Written instruction 1: Decide whether each statement agrees with the encoder discussion below, answering yes or no and quoting the words of the discussion that settle it: (a) Timer 5 has alternative pins for PA0 and PA1. (b) The current spindle sync code supports quadrature encoder input. (c) The example with four encoders puts two of them on 32-bit timers.
Written instruction 2: According to the encoder discussion below, what is the default function of pin PB3?
Written instruction 3: Name every microcontroller pin mentioned in the encoder discussion below.

Making register reads atomic could be a good idea, especially when using high PPR encoders.

HuubBuis commented 3 years ago

I will test this code to night and let you know the results.

darkfibre-nl commented 3 years ago

(edit: this refering to the stm32f411re)

At the risk of this being over my head I would like to mention that both timer2 and timer5 are 32-bit and capable of reading quadrature encoders directly using hardware and little setup code. In the past I've used this to experiment with a printer carriage/dc motor + encoder strip + some PID code, and it worked like a dream.

Timer 2 defines: pin PA0 for the A channel pin PA1 for the B channel.

Alternative(s) for PA0 are PA5 and PA15 and for PA1 is PB3 (default: SWO).

Timer 5 also uses PA0 and PA1, with no alternatives I could find.

This is the information I used: http://www.micromouseonline.com/2013/02/16/quadrature-encoders-with-the-stm32f4/ and STM32CubeMX program to check possible pin assignments. Also referencing the STM32F411xE datasheet (DocID026289 Rev 7) page 27, for an overview of available timers.

Perhaps this may simplify the use of spindle encoders.

langwadt commented 3 years ago

here's and example with four encoders connected to a 411 nucleo, two of them on 32bit timers and two on 16 bit timers safely extended to 32 bit as long as the position is extended more often than the timer can wrap more than once https://github.com/langwadt/nucleo_quad4

terjeio commented 3 years ago

@darkfibre-nl, @langwadt The current spindle sync code does not support quadrature encoder input. Spindle sync when turning the spindle by hand is thus not possible - adding this will IMO be challenging.

I am using a 16 bit counter to count encoder pulses (the timer clock is connected to the encoder pulse input) and a free running 32 bit counter to "timestamp" encoder events. BTW the way this is identical to the approach I use in the MSP432 driver which seems to work well - so a bit strange that nearly identical code did not work with STM32F4xx.

Which timers and pins to use was quite hard to solve due to the way interrupts are assigned in STM32 processors - the choices made was dictated by the the functionality I have chosen for the Nucleo-64 breakout board I am currently working on. Different ways of handling encoders may of course be added for other boards if called for. And if lucky perhaps the SD-card port on my board can be repurposed as a quadrature encoder input hardwired to a timer?

Pointing records:
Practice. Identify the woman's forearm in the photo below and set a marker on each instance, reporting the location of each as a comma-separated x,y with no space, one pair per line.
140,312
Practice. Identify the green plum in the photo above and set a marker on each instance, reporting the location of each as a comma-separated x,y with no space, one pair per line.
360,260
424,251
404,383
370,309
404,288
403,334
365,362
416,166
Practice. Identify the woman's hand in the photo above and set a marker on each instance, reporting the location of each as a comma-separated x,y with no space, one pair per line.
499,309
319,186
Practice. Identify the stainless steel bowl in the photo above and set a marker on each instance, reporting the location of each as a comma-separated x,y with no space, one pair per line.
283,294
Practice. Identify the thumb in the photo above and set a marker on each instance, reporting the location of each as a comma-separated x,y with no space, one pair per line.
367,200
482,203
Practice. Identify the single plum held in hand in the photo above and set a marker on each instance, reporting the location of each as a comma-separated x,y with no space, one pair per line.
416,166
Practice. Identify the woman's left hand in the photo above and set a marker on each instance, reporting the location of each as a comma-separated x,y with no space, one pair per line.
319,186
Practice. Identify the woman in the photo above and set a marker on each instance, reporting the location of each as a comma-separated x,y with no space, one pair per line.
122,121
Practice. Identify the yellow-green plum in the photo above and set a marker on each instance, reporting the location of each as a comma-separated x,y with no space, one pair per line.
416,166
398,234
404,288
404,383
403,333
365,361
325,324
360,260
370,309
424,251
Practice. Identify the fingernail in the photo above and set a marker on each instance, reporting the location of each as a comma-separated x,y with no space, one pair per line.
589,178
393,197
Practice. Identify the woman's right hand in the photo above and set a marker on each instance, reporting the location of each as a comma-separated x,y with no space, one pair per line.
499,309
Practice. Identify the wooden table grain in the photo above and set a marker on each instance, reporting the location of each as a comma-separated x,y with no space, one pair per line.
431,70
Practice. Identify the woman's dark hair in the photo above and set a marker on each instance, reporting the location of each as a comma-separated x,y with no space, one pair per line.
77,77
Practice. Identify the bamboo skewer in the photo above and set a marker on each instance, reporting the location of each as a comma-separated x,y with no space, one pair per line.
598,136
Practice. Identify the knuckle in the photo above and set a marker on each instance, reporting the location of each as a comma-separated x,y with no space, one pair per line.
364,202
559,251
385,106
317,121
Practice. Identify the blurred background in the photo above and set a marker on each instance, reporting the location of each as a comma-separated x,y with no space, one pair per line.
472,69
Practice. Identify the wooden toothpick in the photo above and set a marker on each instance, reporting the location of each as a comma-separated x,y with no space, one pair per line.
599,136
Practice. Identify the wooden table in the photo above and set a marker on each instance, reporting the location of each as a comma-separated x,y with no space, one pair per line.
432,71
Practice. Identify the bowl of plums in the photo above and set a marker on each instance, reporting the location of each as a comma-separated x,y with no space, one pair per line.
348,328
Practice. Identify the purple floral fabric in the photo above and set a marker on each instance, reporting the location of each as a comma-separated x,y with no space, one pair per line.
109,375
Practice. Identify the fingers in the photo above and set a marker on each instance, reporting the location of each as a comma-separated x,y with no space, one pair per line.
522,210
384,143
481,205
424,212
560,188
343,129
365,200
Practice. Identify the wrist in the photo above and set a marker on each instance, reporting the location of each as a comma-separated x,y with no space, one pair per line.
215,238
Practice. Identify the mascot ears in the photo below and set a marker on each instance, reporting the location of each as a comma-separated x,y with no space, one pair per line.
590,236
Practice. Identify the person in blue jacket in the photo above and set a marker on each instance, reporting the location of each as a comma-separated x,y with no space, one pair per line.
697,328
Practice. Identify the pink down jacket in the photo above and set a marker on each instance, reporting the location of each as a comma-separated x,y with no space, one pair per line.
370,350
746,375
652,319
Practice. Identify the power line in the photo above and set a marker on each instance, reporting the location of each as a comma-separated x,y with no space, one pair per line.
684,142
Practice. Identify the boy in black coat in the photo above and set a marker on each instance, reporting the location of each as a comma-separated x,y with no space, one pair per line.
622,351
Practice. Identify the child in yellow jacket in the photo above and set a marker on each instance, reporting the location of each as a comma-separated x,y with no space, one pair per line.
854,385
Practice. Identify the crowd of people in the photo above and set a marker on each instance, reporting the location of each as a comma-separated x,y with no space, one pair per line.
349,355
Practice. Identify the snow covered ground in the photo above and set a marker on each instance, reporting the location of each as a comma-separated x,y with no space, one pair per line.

Complete answer 1:
(a) No: "Timer 5 also uses PA0 and PA1, with no alternatives I could find."
(b) No: "The current spindle sync code does not support quadrature encoder input."
(c) Yes: "two of them on 32bit timers and two on 16 bit timers"

Complete answer 2: SWO

Complete answer 3: PA0, PA1, PA5, PA15, PB3